**Set exercise:** Return every one of the rows below word for word, with no changes.

'''

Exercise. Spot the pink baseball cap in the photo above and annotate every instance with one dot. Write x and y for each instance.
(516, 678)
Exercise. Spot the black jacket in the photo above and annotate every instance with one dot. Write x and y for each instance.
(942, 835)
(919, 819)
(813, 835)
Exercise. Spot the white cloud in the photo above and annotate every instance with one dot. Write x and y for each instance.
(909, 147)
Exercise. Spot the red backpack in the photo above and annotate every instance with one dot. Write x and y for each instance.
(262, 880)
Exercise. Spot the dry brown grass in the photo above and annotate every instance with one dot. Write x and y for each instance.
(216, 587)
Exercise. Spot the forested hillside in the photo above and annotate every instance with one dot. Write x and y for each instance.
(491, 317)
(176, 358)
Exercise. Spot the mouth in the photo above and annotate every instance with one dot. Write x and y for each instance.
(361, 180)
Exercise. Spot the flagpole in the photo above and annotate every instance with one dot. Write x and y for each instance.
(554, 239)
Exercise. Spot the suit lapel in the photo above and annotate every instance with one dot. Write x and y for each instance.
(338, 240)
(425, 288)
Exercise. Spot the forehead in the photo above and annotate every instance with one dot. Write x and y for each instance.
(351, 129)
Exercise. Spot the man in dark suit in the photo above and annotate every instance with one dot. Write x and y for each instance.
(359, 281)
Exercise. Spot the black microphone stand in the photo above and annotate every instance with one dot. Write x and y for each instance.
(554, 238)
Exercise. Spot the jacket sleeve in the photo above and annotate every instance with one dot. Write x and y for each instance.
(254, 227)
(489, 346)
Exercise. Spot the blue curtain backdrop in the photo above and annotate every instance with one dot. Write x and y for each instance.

'''

**Answer:**
Exercise. Spot the pink baseball cap in the photo above and annotate every instance with one dot. Write x and y for each instance.
(516, 678)
Exercise. Spot the black jacket in the photo above and annotate every instance with one dot. Write x and y for each instance.
(942, 835)
(919, 819)
(813, 835)
Exercise. Spot the white cloud in the photo above and annotate every instance with one dot. Write x and y for each instance.
(909, 147)
Exercise. Spot the red backpack in the photo above and annotate every instance with one dot. Write x and y for each instance.
(262, 880)
Exercise. Spot the dry brown grass in the photo above and annotate every instance with one dot. Write x and y for each instance.
(216, 587)
Exercise. Spot the forested hillside in the photo above and annotate every instance with one dot. Write x and y for each instance.
(491, 317)
(176, 358)
Exercise. Spot the mouth in the photo above and annotate every instance with one dot. Write x and y for each instance.
(361, 180)
Exercise. Spot the flagpole in the photo above and annotate every instance with one dot. Write x and y for each instance.
(554, 239)
Exercise. Spot the suit lapel in the photo above and annotate every instance with one dot. Write x and y for each instance.
(338, 240)
(425, 288)
Exercise. Spot the forehead in the photo above and annotate every instance with one dot. Write x and y for each instance.
(351, 129)
Exercise. Spot the man in dark suit in the photo above and annotate every instance with one dot. Write x and y for each instance.
(359, 281)
Exercise. Spot the black microphone stand in the photo above and annotate every instance with one dot. Write x and y for each instance.
(554, 238)
Exercise. Spot the jacket sleeve in the photo above and annotate every instance with one dot. Write x and y for each instance.
(254, 227)
(489, 346)
Exercise. Spot the blue curtain backdrop in the photo above and annotate every instance with one dot. Write x and y for each instance.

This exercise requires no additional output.